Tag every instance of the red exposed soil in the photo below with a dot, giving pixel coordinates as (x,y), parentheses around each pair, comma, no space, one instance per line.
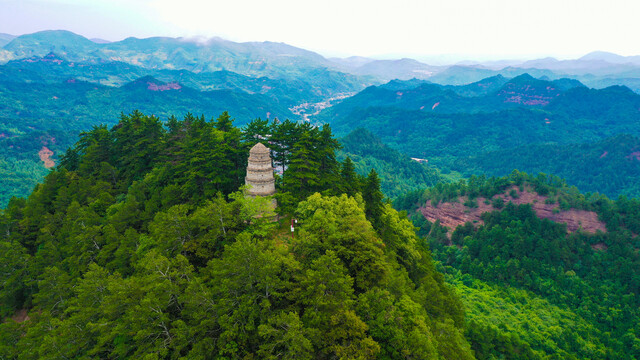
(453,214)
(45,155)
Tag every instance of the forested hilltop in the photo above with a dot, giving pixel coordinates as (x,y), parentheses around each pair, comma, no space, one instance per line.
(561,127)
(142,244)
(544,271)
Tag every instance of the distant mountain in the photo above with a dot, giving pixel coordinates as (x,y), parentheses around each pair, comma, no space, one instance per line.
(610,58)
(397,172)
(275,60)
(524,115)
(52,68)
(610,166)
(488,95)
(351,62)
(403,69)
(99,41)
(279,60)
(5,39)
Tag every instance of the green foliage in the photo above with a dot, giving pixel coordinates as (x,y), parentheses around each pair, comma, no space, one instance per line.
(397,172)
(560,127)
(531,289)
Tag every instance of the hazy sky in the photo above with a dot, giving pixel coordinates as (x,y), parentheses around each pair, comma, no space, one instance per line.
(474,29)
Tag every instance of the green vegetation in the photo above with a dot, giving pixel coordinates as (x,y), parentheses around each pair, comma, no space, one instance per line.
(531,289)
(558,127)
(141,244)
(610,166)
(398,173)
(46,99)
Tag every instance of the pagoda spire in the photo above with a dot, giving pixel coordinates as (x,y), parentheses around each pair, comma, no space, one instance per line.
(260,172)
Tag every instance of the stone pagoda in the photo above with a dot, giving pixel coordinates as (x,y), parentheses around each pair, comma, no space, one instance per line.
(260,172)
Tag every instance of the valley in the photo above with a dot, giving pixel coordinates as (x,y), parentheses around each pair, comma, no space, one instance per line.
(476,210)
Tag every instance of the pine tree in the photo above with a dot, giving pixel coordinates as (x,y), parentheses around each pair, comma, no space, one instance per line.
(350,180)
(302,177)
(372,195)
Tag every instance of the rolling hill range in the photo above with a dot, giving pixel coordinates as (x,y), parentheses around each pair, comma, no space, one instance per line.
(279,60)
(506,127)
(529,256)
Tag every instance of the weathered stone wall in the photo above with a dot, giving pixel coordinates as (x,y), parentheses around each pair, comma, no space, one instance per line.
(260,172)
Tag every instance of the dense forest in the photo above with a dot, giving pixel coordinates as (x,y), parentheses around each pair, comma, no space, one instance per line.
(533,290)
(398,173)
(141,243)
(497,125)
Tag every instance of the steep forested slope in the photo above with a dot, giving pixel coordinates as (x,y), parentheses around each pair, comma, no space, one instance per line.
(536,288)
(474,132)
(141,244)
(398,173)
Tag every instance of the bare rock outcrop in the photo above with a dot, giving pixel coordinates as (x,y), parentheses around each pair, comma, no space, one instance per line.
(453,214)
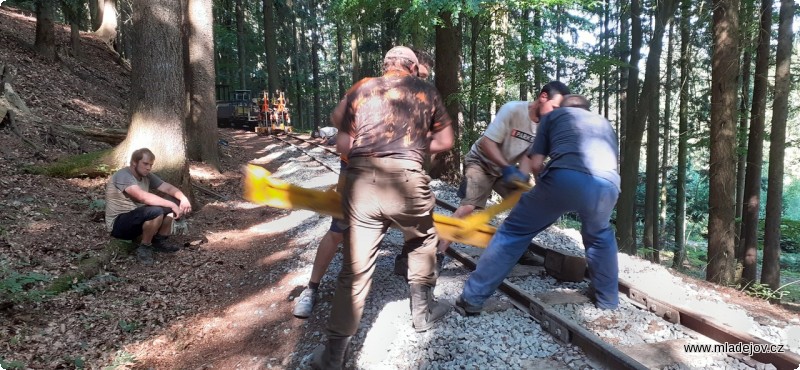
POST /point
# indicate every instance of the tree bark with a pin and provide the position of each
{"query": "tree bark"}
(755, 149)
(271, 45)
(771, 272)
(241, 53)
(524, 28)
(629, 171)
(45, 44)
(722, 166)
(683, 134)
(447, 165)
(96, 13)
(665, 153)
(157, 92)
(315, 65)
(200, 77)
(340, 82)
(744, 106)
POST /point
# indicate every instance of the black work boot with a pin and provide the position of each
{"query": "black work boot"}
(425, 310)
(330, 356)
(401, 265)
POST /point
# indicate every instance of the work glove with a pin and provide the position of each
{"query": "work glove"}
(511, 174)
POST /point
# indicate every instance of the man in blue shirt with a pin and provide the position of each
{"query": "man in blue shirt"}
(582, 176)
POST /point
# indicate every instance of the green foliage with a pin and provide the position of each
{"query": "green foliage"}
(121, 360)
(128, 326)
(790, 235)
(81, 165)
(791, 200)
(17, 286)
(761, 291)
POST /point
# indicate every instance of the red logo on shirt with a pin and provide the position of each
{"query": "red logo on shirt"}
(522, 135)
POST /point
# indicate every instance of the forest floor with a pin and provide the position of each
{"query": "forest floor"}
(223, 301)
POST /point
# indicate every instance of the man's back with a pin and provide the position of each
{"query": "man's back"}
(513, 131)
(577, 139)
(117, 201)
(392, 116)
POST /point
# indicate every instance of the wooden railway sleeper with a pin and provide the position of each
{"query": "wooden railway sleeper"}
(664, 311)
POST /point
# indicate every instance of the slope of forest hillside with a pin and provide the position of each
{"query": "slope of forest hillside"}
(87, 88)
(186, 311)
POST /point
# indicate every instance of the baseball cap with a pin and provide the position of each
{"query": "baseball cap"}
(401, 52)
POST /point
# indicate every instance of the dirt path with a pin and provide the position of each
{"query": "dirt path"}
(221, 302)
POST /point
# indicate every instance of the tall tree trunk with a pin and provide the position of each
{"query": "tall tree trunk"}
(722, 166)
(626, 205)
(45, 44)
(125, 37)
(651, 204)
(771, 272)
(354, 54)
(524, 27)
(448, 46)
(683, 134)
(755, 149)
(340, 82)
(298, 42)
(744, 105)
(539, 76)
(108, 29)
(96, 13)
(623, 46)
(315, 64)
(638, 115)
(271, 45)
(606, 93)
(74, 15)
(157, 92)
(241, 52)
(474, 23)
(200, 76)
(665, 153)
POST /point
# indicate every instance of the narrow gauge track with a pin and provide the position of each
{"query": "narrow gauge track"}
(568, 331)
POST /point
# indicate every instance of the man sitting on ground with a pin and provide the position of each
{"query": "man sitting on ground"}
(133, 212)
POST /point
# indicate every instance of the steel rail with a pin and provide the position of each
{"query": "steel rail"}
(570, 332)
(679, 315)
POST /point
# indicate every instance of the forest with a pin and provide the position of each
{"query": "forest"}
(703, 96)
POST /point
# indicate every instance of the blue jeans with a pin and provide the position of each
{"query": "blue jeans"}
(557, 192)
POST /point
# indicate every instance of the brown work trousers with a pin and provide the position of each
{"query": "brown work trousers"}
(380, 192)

━━━

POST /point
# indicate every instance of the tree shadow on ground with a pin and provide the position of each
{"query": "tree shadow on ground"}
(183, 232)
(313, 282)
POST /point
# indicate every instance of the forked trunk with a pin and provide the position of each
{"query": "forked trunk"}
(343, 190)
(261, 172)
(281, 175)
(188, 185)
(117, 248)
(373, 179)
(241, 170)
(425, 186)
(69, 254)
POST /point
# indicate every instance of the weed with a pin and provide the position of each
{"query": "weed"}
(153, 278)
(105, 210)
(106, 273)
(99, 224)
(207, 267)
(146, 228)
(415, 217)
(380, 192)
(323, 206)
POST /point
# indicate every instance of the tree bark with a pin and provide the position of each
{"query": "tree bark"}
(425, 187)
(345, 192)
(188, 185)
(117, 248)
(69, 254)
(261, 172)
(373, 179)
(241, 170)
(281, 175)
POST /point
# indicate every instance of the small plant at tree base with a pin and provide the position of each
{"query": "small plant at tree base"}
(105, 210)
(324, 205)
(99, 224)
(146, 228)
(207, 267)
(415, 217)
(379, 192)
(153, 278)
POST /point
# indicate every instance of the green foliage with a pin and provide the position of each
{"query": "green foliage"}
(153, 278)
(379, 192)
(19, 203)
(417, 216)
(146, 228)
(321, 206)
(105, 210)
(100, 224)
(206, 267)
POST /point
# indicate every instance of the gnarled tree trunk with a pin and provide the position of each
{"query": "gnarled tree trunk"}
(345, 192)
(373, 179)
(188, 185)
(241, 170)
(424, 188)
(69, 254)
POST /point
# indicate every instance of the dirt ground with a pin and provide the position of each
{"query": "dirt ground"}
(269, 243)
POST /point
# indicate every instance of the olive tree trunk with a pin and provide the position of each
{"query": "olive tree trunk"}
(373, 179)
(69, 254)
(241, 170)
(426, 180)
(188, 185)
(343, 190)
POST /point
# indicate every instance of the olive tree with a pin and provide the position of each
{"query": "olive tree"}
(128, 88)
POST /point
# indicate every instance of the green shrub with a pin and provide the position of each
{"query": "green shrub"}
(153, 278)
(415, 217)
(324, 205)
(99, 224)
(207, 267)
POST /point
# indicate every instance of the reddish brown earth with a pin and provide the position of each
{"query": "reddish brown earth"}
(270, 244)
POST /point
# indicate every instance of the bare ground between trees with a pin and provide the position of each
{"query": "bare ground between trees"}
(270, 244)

━━━

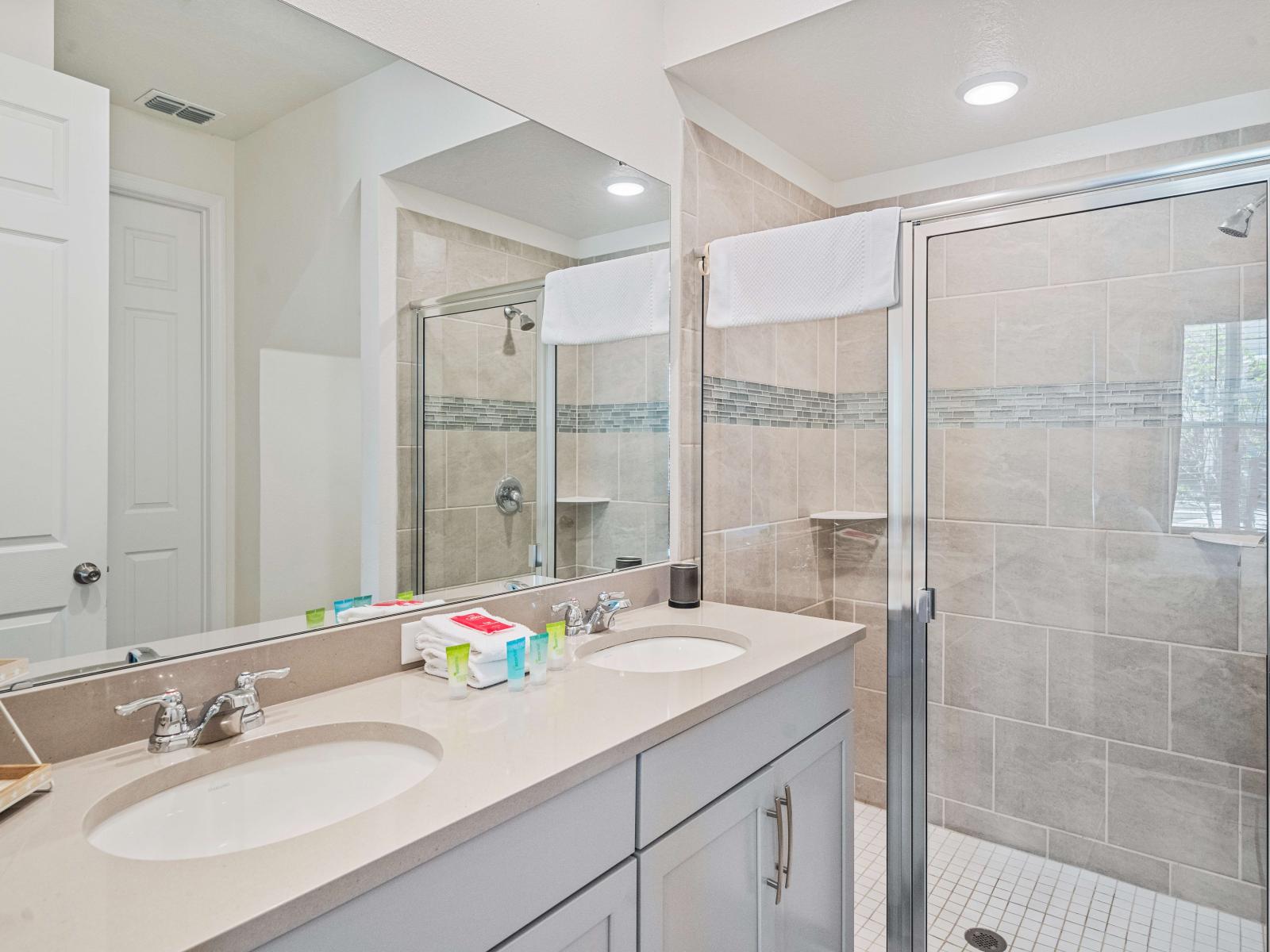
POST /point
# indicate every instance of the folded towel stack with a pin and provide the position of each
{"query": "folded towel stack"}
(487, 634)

━━━

Return every line of the rows above that contains the word "weed", matching case exactly.

→ Complete response
# indicate every instance of the weed with a pin and provide the position of each
{"query": "weed"}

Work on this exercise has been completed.